Here are some records; return them all exactly.

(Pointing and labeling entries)
..............................
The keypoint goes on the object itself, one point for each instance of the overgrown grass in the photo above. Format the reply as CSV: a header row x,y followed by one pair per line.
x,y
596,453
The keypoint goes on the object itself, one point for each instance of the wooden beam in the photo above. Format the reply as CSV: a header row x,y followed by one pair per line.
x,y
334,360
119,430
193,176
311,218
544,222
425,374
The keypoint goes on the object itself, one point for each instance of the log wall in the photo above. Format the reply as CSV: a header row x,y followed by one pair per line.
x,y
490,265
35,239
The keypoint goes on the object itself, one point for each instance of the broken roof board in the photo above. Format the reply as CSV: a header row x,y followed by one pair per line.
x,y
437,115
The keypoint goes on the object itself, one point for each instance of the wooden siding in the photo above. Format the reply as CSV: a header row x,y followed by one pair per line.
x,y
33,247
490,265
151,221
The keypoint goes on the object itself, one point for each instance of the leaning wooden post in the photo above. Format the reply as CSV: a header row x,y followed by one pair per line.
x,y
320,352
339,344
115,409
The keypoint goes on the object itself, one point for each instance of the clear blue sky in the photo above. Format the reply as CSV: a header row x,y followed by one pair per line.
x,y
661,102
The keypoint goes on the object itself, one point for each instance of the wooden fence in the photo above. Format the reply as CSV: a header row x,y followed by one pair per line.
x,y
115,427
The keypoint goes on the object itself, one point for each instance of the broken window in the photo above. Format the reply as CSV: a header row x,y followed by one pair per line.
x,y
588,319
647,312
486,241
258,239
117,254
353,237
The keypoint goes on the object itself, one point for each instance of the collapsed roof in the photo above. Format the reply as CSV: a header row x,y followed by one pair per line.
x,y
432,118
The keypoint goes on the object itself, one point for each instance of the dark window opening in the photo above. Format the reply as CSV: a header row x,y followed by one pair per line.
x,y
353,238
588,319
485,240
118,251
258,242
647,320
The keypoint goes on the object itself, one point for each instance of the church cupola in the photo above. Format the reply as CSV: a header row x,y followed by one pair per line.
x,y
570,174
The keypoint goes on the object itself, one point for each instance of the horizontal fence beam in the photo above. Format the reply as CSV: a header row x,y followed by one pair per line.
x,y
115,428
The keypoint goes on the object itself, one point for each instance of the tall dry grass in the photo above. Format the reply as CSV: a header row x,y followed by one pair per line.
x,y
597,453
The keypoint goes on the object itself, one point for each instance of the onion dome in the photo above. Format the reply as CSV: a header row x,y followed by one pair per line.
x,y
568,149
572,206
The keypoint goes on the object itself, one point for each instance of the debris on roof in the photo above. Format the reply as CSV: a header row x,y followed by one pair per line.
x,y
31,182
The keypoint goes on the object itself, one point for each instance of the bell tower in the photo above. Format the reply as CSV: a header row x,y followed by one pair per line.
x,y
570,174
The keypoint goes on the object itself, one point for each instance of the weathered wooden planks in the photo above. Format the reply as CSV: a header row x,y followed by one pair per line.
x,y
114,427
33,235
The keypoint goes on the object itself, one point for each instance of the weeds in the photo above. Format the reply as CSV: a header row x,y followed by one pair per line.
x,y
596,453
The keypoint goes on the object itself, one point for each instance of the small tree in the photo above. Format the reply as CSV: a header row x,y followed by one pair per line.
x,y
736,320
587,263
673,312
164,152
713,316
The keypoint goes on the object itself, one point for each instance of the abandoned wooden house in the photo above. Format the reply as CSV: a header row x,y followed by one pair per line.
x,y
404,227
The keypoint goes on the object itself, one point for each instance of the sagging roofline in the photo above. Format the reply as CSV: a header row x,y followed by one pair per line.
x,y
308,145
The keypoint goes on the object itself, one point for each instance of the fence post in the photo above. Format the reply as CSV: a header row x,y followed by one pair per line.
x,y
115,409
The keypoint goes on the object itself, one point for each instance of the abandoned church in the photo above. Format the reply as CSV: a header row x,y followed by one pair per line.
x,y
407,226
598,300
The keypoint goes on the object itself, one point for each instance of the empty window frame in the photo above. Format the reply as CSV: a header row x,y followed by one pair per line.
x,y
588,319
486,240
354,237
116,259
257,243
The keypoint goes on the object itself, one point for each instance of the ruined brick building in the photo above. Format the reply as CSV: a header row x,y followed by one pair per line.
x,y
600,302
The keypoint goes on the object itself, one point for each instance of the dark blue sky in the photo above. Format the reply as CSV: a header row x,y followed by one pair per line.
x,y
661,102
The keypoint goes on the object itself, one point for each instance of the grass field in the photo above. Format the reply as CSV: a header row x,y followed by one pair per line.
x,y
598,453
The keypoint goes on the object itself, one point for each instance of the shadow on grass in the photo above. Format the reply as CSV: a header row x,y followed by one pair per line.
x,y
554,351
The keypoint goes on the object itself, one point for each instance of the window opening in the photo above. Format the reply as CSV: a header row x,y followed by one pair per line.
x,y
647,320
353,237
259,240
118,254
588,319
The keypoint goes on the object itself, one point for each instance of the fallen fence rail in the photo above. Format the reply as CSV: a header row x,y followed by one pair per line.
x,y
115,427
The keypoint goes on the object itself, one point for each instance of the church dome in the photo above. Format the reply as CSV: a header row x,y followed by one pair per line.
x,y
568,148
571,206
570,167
..............................
Written answer =>
The keypoint goes on the object itself, one point for each instance of the overgrown grass in the photo above. Format the reply as CSV: a header row x,y followed by one pair per line.
x,y
596,453
The keypoint goes on the object itself, one point for each instance of the wooden beam in the photo above. Format the reply as CSV: a header row x,y followed by one pair per line.
x,y
334,360
119,430
193,176
311,218
544,222
425,374
The keypoint goes on the object itself, one point for each instance of the log wall in the photo above. Format the reply as CSV: a header row x,y followed by one pair per line.
x,y
490,265
35,239
The keypoint goes on the object itself, one point for each instance of the broken roof board in the photo above. Format the reply as CSV: a header row x,y followed by one pair per line.
x,y
437,115
The keypoint goes on the object itself, one point for each instance of the wooden siding in the photo above. Format the reply as CSV: a header row x,y followed by one pair per line.
x,y
33,247
490,265
151,221
The keypoint goes on the object itself, one point for each instance of the leaning wooden post in the photo above. Format the reply as CSV: a header row x,y followed by one pair per line.
x,y
320,352
339,344
115,409
The keypoint goes on the object itself, one point for each instance of the clear blue sky in the photo above. Format the reply as CSV: a header row x,y followed by one pair per line.
x,y
661,102
The keypoint goes on the object itself, one point for each instance of the wooden fence in the photo above. Format the reply as CSV: a header row x,y followed by one pair per line.
x,y
115,427
The keypoint goes on the object itself, one point for each instance of the broken window in the photo above. Format the reply as CSV: a header row x,y followed by one pair per line.
x,y
588,319
647,312
486,241
258,239
117,254
353,237
The keypoint goes on the object itself, one point for each instance of the collapsed roof in the photo above. Format the reply as CSV: a header row x,y followed by one pair per line.
x,y
432,118
The keypoint goes on the object itself, one point for each instance of the dark window opening in the photo above. Format the reply as CSV: a header row x,y followed by one pair per line.
x,y
353,238
588,319
485,240
118,251
258,242
647,320
The keypoint goes on the object itself, one point for each instance of the church cupola in the photo above. Format the reply as CSV: a header row x,y followed by one pair per line.
x,y
570,174
The keypoint goes on the object itself, one point for each instance of the horizontal fence beam in the photo above. Format the reply as CSV: a header row x,y followed by one pair per line.
x,y
115,428
The keypoint goes on the object itself, one point for each instance of the tall dry grass in the photo above. Format the reply as CSV: a header row x,y followed by one pair per line.
x,y
597,453
The keypoint goes on the object itself, one point for each instance of the onion dome in the photo above. Format the reply as CSV: a header row x,y followed by one pair per line.
x,y
568,149
572,206
The keypoint goes on the object itself, one point for each instance of the debris on roof in the photo above. Format the reply as CSV: a header row x,y followed by one pair per line.
x,y
31,182
The keypoint goes on the object itself, one point for each instance of the bell tower in the photo above. Format the reply as CSV: a header row x,y followed by one pair per line.
x,y
570,174
The keypoint goes on the object itself, one point for each instance of the weathered wooden planks in the photo above. Format the reply as CSV: a header row x,y followed by one pair per line.
x,y
114,427
33,235
The keypoint goes on the object itself, one point for each instance of the weeds in the photo above. Format the reply as CSV: a header row x,y followed by one pair per line.
x,y
596,453
The keypoint goes on the object itself, one point for each instance of the small tree in the photo above. Format the reply as CSV: a header row x,y followed by one pair per line.
x,y
736,320
587,263
673,312
164,152
713,316
The keypoint goes on the object itself, one point for each instance of the abandoned wooden house in the photo above. Format the reply as CSV: a header row x,y followed by one pair per line.
x,y
404,227
The keypoint goes on the object itself, one point for each instance of the sagging roofline in the photo above. Format the reply as CSV: a header row x,y followed by one pair per line.
x,y
308,145
The keypoint goes on the object itself, one point for each instance of the fence post in the photo above. Format the reply as CSV: a header row x,y followed by one pair per line.
x,y
115,409
The keypoint goes on the object itself, one point for each instance of the abandoned church in the photo above. Format the reply as CSV: a header row x,y followed by one pair per line.
x,y
407,226
598,300
The keypoint goes on the object itself, one point for each instance of the empty window frame in the photo above. Format the reply as CSV: a header row x,y followed by one pair per line.
x,y
588,319
486,240
354,237
116,259
257,243
The keypoint goes on the object itself, one point for each instance of the ruined brick building in the photo above. Format the reply as CSV: a header row x,y followed by one pair per line.
x,y
600,302
The keypoint goes on the object itself, one point for each instance of the dark blue sky in the photo above. Format the reply as CSV: a header row x,y followed by one pair per line.
x,y
661,102
The keypoint goes on the object itself, one point for each instance of the grass field in the photo above. Format the reply as CSV: a header row x,y followed by one pair per line.
x,y
598,453
The keypoint goes on the object itself, one point for each instance of the shadow on grass in the photo above. Format the reply as CSV: a header row x,y followed by one pair per line.
x,y
554,351
The keypoint goes on the object itself, one point for each instance of the window opening in the photo above. Format the reply as CSV: a header row x,y followed by one pair per line.
x,y
647,320
353,237
259,240
118,254
588,319
The keypoint goes on the object itself, one point for each instance of the fallen fence rail in the photo above. Format the reply as CSV: a header row x,y followed by one pair per line.
x,y
115,427
The keypoint goes on the object itself, one point for each instance of the church dome in the photo above. Format the reply as CSV: a header row x,y followed by one pair per line.
x,y
568,148
571,206
570,167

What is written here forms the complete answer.